━━ DATA EXCERPTS
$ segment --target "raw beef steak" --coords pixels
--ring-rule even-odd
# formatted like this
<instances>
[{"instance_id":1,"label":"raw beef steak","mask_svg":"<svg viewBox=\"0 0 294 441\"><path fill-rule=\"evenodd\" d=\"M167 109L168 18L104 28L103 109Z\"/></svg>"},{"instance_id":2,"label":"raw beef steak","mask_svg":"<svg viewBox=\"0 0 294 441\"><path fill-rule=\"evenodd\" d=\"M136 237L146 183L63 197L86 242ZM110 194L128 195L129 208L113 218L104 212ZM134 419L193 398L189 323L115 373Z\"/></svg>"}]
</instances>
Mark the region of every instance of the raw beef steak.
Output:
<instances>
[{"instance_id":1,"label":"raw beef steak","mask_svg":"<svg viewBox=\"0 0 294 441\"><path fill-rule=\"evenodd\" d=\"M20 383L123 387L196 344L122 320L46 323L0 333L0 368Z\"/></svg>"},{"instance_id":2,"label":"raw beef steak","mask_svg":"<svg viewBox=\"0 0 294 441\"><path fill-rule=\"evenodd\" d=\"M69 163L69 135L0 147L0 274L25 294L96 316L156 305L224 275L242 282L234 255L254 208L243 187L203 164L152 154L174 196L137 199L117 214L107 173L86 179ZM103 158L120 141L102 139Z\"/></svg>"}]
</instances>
━━━━
* WHAT IS ASKED *
Copy out every line of the material above, keeping each character unchanged.

* THE REPLY *
$ segment --target "raw beef steak" --coords pixels
--ring-rule even-odd
# formatted like this
<instances>
[{"instance_id":1,"label":"raw beef steak","mask_svg":"<svg viewBox=\"0 0 294 441\"><path fill-rule=\"evenodd\" d=\"M167 109L168 18L104 28L103 109Z\"/></svg>"},{"instance_id":2,"label":"raw beef steak","mask_svg":"<svg viewBox=\"0 0 294 441\"><path fill-rule=\"evenodd\" d=\"M136 237L146 183L63 197L86 242ZM110 194L128 195L129 208L113 218L104 212ZM134 419L193 398L189 323L115 373Z\"/></svg>"}]
</instances>
Mark the region of every instance of the raw beef steak.
Output:
<instances>
[{"instance_id":1,"label":"raw beef steak","mask_svg":"<svg viewBox=\"0 0 294 441\"><path fill-rule=\"evenodd\" d=\"M20 383L123 387L196 344L122 320L46 323L0 333L0 368Z\"/></svg>"},{"instance_id":2,"label":"raw beef steak","mask_svg":"<svg viewBox=\"0 0 294 441\"><path fill-rule=\"evenodd\" d=\"M69 163L69 135L0 147L0 274L25 294L96 316L156 305L224 275L242 282L234 255L254 208L243 187L203 164L152 154L174 196L137 199L117 214L107 173L86 179ZM103 158L120 141L102 139Z\"/></svg>"}]
</instances>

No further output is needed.